▶ Assignment
According to the special issue announcement below, what is the deadline for manuscript submissions?

▶ Passage provided

###

Information Extraction and Language Discourse Processing

A special issue of Information (ISSN 2078-2489). This special issue belongs to the section "Artificial Intelligence".

Deadline for manuscript submissions: 30 April 2024 | Viewed by 9434

Special Issue Editors


E-Mail Website
Guest Editor
TIB–Leibniz Information Centre for Science and Technology, 30167 Hannover, Germany
Interests: information extraction; text mining; natural language processing; knowledge graphs

E-Mail Website
Guest Editor
Professor, School of Economics and Management, Nanjing University of Science and Technology (NJUST), No. 200, Xiaolingwei, 210094 Nanjing, China
Interests: scientific text mining; knowledge entity extraction and evaluation; social media mining

Special Issue Information

Dear Colleagues,

Information extraction (IE) plays an increasingly important and pervasive role in today’s era of digitalized communication media based on the Semantic Web. E.g., search engine results, as snippets, are slowly replaced by “rich snippets”; there is an interest in converting scholarly publications to structured records available in such downstream IT applications as Leaderboards, etc. IE is thus the task of automatically extracting structured information from unstructured and/or semi-structured electronically represented documents. In most cases, this activity concerns processing of human language texts by means of natural language processing (NLP). The automatic extraction of information from unstructured sources has opened up new avenues for querying, organizing, and analyzing data by drawing upon the clean semantics of structured databases and the abundance of unstructured data.

###

(Records from a dataset)
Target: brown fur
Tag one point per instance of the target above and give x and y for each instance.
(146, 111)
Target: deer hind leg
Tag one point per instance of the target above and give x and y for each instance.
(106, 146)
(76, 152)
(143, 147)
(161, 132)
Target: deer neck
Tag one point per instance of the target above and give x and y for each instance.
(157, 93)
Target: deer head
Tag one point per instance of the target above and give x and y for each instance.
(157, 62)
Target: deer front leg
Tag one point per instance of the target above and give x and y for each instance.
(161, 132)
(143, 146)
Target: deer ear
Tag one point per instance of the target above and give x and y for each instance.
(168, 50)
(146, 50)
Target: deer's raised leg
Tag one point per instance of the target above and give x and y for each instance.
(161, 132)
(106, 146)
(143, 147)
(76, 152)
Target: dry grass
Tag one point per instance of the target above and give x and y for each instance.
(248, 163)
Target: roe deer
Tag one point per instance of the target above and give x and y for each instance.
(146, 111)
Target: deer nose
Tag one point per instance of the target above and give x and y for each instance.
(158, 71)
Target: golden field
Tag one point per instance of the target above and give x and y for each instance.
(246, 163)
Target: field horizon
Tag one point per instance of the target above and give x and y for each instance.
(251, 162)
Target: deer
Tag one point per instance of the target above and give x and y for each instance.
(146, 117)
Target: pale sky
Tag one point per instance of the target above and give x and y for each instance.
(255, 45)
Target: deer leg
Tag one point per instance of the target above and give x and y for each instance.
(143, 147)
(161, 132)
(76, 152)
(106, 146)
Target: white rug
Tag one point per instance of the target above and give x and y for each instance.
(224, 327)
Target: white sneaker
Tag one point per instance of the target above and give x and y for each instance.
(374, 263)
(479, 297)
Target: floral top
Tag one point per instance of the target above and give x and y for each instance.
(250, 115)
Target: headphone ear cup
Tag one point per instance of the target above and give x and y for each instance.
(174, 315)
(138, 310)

###

▶ Response area
30 April 2024